- Text
<<<<

Note at this point that 2 billion is int limit that looks bad, but int is 4 times smaller and is a sequential type of data, small size and sequential type are the #1 factor for database scalability. And you can use big int which is just twice smaller but still sequential, sequential is what is really deadly important - even more important than size - when to comes to many millions or few billions of rows.
If GUID is also clustered, things are much worst. Just inserting a new row will be actually stored randomly everywhere in physical position.
Even been just a column, not PK or PK part, just indexing it is trouble. From fragmentation perspective.
Having a guid column is perfectly ok like any varchar column as long as you do not use it as PK part and in general as a key column to join tables. Your database must have its own PK elements, filtering and joining data using them - filtering also by a GUID afterwards is perfectly ok.
Having sequential ID's makes it a LOT easier for a hacker or data miner to compromise your site and data. Keep that in mind when choosing a PK for a website.
If you use GUID as primary key and create clustered index then I suggest use the default of NEWSEQUENTIALID() value for it.
Another reason not to expose an Id in the user interface is that a competitor can see your Id incrementing over a day or other period and so deduce the volume of business you are doing.
Most of the times it should not be used as the primary key for a table because it really hit the performance of the database.
useful links regarding GUID impact on performance and as a primary key.
https://www.sqlskills.com/blogs/kimberly/disk-space-is-cheap/
https://www.sqlskills.com/blogs/kimberly/guids-as-primary-keys-andor-the-clustering-key/
Recently I found a couple of tables in a Database with no Clustered Indexes defined.
But there are non-clustered indexes defined, so they are on HEAP.
On analysis I found that select statements were using filter on the columns defined in non-clustered indexes.
Not having a clustered index on these tables affect performance?
It's hard to state this more succinctly than SQL Server MVP Brad McGehee:
As a rule of thumb, every table should have a clustered index. Generally, but not always, the clustered index should be on a column that monotonically increases–such as an identity column, or some other column where the value is increasing–and is unique. In many cases, the primary key is the ideal column for a clustered index.
BOL echoes this sentiment:
With few exceptions, every table should have a clustered index.
The reasons for doing this are many and are primarily based upon the fact that a clustered index physically orders your data in storage.
If your clustered index is on a single column monotonically increases, inserts occur in order on your storage device and page splits will not happen.
Clustered indexes are efficient for finding a specific row when the indexed value is unique, such as the common pattern of selecting a row based upon the primary key.
A clustered index often allows for efficient queries on columns that are often searched for ranges of values (between, >, etc.).
Clustering can speed up queries where data is commonly sorted by a specific column or columns.
A clustered index can be rebuilt or reorganized on demand to control table fragmentation.
These benefits can even be applied to views.
You may not want to have a clustered index on:
Columns that have frequent data changes, as SQL Server must then physically re-order the data in storage.
Columns that are already covered by other indexes.
Wide keys, as the clustered index is also used in non-clustered index lookups.
GUID columns, which are larger than identities and also effectively random values (not likely to be sorted upon), though newsequentialid() could be used to help mitigate physical reordering during inserts.
A rare reason to use a heap (table without a clustered index) is if the data is always accessed through nonclustered indexes and the RID (SQL Server internal row identifier) is known to be smaller than a clustered index key.
Because of these and other considerations, such as your particular application workloads, you should carefully select your clustered indexes to get maximum benefit for your queries.

>>>>

Labeled contour entries:
<<<<

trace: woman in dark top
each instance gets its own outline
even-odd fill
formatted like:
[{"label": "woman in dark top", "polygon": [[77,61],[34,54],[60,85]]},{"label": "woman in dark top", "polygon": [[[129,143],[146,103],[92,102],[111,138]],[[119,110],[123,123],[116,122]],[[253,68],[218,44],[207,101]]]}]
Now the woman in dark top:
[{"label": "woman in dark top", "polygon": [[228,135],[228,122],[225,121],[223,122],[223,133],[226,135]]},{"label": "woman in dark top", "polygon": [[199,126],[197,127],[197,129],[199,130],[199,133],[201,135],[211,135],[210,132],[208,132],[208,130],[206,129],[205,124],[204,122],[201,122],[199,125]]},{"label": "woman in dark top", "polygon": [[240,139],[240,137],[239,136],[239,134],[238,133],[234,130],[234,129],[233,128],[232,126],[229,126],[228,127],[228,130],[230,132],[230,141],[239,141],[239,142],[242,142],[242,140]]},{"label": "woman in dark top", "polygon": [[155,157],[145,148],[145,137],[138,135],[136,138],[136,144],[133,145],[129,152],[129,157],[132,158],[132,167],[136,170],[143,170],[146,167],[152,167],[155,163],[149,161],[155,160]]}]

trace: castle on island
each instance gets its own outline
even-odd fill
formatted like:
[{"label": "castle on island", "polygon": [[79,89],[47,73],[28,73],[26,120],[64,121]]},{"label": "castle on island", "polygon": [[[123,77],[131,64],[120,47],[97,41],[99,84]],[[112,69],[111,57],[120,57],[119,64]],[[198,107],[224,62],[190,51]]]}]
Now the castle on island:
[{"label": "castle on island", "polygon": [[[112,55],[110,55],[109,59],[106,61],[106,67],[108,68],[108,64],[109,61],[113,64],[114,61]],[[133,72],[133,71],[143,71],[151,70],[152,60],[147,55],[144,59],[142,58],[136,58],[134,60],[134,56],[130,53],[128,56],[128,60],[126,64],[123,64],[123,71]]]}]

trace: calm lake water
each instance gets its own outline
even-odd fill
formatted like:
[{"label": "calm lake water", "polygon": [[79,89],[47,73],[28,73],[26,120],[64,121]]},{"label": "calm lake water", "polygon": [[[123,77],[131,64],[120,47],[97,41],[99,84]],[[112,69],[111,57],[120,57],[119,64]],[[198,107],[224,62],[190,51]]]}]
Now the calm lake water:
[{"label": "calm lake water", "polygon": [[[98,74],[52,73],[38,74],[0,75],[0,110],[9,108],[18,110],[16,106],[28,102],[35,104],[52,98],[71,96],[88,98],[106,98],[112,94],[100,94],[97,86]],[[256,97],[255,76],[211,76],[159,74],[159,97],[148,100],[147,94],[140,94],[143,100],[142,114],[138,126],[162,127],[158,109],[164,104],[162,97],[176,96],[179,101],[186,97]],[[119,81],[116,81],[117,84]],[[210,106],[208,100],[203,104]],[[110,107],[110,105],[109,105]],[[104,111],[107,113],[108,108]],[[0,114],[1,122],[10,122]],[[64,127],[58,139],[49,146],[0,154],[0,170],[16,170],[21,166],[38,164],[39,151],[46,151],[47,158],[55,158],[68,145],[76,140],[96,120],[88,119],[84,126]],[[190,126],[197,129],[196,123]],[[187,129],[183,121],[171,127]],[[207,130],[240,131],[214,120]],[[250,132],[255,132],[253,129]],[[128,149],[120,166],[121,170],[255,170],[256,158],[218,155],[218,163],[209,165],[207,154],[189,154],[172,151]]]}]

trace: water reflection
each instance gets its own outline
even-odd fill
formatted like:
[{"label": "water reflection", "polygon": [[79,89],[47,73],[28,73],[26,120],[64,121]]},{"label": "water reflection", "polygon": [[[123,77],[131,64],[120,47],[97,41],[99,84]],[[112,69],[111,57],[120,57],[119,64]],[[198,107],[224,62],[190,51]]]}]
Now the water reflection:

>>>>

- Problems and tasks
1. From the text on GUIDs and clustered indexes, quote the passage starting with "Clustering can speed" and going on through "control table fragmentation.".
2. Translate this sentence from the text on GUIDs and clustered indexes into Spanish: "Clustering can speed up queries where data is commonly sorted by a specific column or columns."

- Task results
1.
Clustering can speed up queries where data is commonly sorted by a specific column or columns.
A clustered index can be rebuilt or reorganized on demand to control table fragmentation.

2. La agrupación en clústeres puede acelerar las consultas en las que los datos suelen ordenarse por una columna o columnas específicas.